Passage:
By Scott Sandell, Times Staff Writer
September 2, 2004
The
Rev. Keenan Roberts looked surprisingly calm for a playwright on
opening night -- especially one who had traveled from Denver to
see how Hollywood had hijacked his work.
"What
they're doing is not my material," he said, standing in the
parking lot of the Steve Allen Theater on Saturday. He smiled, though
he was not exactly amused.
Nearby,
industry types and other hipsters smoked and chatted about their
"projects" as they waited to see "Hell House,"
the original version of which Roberts wrote in the early '90s. His
gory haunted house-morality play aims to show that abortion, homosexuality
and drugs will result in eternal damnation.
On
his church's website, he bills it as "the most 'in-your-face,
high-flyin', no denyin', death-defyin', Satan-be-cryin', keep-ya-from-fryin',
theatrical stylin', no holds barred, cutting-edge evangelism tool
of the new millennium," and he sells $299 kits so that ministries
can stage it.
Only
this production, which has attracted star comedians and has been
rechristened as "Hollywood Hell House," is trying to prove
his evangelical assertions to be absurd.
"The
real 'Hell House' is inspired theater, with an incredible message.
We call it 'where reality meets eternity,' " Roberts said.
"This is 'where comedy goes wherever it goes.' "
"The
real comedy comes from the material itself," countered Jill
Soloway, a television writer and one of four producers for the Hollywood
staging. "One of the things I loved about it is the pure conceptualism;
it's real performance art."
However
you see it, the road to "Hollywood Hell House" is paved
with conflicting intentions.
Its
presenters -- a comedy collective called the Youth Group and the
Center for Inquiry-West, which promotes "reason, science and
freedom of inquiry" -- want to skewer fundamentalism. To do
so, they bought one of Roberts' kits and snagged some big names
for the rotating cast of more than 120. On opening night, Bill Maher
portrayed the suave, tuxedo-clad Devil, and Andy Richter played
Jesus on a fuzzy baby-blue cross. Others slated to perform include
Richard Belzer, Penn Jillette and Sarah Silverman.
An
amalgamation of Roberts' script and a Texas "Hell House"
featured in a documentary, "Hollywood Hell House" unfolds
over about 45 minutes in scenarios that include a graphic abortion,
a gay man dying of AIDS and a suicide by handgun that spatters "blood"

(Records from a dataset)

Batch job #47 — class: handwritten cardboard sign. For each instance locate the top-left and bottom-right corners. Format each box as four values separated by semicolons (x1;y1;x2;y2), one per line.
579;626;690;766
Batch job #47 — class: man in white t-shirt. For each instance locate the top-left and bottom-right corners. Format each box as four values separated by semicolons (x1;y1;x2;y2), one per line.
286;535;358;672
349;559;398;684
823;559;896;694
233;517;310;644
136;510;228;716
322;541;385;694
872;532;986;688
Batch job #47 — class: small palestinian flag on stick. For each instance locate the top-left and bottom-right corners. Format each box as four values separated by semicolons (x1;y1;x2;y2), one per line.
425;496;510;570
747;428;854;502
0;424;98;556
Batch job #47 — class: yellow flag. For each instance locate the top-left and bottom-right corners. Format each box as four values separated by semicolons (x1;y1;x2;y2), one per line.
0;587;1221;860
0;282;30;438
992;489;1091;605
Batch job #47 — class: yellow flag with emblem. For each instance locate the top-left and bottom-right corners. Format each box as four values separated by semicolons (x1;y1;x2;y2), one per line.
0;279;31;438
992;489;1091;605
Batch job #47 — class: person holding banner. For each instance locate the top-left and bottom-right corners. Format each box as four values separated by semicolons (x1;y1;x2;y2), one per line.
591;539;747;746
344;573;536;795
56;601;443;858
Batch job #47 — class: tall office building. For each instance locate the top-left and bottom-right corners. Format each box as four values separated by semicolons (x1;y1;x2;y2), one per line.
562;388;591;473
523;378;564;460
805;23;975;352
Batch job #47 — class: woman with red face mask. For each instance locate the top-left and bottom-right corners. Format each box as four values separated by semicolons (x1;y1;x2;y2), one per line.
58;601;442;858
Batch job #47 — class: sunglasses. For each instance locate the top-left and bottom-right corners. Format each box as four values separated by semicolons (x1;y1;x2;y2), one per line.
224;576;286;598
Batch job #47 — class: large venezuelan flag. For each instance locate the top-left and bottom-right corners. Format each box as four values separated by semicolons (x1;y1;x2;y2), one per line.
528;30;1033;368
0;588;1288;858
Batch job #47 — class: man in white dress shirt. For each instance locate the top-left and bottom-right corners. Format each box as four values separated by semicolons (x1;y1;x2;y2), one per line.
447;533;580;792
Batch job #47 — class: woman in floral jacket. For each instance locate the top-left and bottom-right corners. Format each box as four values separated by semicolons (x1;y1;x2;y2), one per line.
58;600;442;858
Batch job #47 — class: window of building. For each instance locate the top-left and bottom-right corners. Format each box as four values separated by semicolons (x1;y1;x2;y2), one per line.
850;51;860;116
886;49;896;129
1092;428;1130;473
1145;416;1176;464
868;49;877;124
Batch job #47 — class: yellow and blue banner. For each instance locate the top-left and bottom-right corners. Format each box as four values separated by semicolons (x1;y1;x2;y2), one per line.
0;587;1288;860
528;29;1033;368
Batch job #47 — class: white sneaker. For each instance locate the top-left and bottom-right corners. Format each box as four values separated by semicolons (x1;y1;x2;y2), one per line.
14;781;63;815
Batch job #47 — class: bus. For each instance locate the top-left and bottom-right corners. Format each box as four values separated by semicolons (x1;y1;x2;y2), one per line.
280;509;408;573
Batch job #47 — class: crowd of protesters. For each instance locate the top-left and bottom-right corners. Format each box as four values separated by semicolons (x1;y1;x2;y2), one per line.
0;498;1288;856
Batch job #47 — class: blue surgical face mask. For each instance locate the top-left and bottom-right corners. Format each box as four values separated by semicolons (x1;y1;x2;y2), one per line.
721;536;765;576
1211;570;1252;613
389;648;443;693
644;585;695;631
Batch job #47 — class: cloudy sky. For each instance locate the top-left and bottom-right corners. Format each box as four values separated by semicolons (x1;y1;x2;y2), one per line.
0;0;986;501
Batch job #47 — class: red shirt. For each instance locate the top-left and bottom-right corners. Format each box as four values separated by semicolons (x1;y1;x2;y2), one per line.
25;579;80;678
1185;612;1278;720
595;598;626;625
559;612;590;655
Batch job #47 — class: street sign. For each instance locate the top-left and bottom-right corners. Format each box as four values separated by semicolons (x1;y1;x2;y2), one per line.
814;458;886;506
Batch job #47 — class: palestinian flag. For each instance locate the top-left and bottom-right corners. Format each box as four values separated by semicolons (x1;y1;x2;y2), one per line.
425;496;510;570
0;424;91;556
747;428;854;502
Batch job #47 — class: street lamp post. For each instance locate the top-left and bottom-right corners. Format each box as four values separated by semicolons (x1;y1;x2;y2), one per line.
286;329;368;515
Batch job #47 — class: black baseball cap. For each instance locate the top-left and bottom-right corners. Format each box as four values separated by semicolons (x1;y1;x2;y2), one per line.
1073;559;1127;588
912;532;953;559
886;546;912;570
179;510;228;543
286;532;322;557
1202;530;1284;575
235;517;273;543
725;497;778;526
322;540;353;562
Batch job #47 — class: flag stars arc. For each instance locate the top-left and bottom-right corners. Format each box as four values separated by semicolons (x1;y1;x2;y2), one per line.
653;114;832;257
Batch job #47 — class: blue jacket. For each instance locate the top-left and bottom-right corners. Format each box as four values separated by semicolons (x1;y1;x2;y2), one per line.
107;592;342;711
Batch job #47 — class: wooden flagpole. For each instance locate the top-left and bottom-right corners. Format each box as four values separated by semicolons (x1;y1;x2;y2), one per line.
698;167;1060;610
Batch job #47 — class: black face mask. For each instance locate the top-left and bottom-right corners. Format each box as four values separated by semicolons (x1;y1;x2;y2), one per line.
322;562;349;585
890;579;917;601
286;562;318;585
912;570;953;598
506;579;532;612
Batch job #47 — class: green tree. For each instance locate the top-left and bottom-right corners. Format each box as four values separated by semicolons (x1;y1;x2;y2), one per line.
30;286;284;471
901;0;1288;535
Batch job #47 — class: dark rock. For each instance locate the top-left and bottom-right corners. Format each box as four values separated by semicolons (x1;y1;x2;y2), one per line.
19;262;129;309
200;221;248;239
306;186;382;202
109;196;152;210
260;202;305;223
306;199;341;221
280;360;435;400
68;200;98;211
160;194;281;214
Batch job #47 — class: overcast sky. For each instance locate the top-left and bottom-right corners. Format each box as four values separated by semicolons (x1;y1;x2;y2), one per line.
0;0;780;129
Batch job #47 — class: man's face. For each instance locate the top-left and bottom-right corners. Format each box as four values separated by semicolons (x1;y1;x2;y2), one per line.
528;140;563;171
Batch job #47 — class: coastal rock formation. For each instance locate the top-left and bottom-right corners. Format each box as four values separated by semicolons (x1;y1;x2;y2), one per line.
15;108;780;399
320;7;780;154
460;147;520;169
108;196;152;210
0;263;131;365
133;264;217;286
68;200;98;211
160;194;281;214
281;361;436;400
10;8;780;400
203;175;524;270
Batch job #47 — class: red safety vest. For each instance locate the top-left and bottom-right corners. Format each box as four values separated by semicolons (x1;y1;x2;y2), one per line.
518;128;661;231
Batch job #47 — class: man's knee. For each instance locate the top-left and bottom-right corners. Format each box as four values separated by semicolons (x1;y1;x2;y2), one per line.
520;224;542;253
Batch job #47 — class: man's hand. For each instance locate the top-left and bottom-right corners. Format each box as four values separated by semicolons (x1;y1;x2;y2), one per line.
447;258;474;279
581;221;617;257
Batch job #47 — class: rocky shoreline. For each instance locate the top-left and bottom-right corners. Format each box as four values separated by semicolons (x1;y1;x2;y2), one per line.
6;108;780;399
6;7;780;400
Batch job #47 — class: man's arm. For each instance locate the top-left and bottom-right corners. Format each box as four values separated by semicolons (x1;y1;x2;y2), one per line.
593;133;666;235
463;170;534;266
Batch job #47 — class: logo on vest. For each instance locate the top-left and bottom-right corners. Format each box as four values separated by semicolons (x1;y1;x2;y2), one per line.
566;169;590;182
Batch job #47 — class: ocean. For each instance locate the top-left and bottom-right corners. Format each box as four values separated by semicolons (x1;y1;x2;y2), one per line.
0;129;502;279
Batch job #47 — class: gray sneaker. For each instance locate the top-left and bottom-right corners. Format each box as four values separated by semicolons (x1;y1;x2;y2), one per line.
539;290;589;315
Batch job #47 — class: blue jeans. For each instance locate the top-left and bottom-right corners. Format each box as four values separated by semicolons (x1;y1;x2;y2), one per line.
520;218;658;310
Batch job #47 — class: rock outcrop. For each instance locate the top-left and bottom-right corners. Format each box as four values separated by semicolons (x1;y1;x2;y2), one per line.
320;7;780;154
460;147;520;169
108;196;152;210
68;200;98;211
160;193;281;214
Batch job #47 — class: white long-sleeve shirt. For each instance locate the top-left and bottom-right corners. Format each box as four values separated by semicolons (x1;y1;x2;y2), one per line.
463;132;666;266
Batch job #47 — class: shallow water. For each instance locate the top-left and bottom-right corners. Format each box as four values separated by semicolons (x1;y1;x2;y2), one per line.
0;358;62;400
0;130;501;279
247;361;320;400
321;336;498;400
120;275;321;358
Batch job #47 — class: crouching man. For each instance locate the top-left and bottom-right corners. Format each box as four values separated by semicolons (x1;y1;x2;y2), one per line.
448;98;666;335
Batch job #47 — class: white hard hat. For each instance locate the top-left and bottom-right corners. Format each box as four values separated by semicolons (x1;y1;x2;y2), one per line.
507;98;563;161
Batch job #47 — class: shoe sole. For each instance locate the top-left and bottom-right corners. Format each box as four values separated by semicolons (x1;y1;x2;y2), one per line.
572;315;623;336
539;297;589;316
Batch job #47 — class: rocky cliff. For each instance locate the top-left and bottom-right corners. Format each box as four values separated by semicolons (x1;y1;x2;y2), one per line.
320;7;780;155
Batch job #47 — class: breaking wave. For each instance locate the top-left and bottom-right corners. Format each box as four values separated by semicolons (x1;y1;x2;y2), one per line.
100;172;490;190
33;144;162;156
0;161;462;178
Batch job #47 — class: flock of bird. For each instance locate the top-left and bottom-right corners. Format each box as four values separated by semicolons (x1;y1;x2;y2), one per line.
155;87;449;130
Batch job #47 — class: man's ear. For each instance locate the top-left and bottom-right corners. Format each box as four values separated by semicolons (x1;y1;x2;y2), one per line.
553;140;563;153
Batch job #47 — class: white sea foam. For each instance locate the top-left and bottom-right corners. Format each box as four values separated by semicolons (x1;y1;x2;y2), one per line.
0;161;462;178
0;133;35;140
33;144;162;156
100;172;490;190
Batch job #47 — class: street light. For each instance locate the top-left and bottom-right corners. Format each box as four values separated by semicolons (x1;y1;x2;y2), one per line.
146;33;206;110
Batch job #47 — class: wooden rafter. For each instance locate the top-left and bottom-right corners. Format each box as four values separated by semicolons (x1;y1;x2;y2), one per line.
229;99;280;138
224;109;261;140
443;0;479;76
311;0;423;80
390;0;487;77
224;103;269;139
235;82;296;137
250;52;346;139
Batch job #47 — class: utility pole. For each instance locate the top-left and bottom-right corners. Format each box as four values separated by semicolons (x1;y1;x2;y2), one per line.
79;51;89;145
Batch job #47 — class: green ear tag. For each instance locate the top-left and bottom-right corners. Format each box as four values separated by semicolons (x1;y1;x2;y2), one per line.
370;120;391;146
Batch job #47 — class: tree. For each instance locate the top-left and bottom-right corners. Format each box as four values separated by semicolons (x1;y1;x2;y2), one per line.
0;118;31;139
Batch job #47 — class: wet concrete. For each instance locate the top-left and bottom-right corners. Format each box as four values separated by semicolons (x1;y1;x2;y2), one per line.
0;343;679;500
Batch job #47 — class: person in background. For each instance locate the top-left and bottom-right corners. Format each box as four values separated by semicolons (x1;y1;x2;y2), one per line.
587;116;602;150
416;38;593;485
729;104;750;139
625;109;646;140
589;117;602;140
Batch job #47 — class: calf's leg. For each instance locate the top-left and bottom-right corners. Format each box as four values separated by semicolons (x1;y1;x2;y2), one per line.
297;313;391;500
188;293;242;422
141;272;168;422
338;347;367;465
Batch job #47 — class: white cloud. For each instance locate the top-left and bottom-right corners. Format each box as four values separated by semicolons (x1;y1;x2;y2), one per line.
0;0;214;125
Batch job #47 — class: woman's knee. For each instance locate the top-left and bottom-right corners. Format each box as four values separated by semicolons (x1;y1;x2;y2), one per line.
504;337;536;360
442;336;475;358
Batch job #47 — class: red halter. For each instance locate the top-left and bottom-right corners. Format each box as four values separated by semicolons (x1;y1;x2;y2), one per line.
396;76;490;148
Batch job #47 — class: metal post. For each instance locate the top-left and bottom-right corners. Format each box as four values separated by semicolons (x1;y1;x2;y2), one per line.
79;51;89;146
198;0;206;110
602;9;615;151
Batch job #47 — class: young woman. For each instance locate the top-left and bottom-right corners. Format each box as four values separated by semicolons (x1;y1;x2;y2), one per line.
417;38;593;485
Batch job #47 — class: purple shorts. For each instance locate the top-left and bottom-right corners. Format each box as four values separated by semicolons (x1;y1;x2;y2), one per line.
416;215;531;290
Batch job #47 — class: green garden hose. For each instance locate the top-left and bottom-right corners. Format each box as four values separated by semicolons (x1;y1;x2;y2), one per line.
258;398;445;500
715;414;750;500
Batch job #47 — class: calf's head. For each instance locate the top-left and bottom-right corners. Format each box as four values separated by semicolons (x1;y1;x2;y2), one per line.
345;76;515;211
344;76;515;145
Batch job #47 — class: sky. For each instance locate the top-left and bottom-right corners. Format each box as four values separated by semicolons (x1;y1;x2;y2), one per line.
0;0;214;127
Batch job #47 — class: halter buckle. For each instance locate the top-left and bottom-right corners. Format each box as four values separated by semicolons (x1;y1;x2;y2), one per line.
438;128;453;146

What to work on:
1 – Answer these questions from the article on "Hollywood Hell House."
(a) What price does Roberts charge for the kits he sells to ministries?
(b) Who played Jesus on opening night?
(c) How large is the rotating cast?
2 – Retype the stretch of the article from "We call it 'where" through "with conflicting intentions." word for word.

Exercise answers:
1 –
(a) $299
(b) Andy Richter
(c) More than 120

2 –
We call it 'where reality meets eternity,' " Roberts said.
"This is 'where comedy goes wherever it goes.' "
"The
real comedy comes from the material itself," countered Jill
Soloway, a television writer and one of four producers for the Hollywood
staging. "One of the things I loved about it is the pure conceptualism;
it's real performance art."
However
you see it, the road to "Hollywood Hell House" is paved
with conflicting intentions.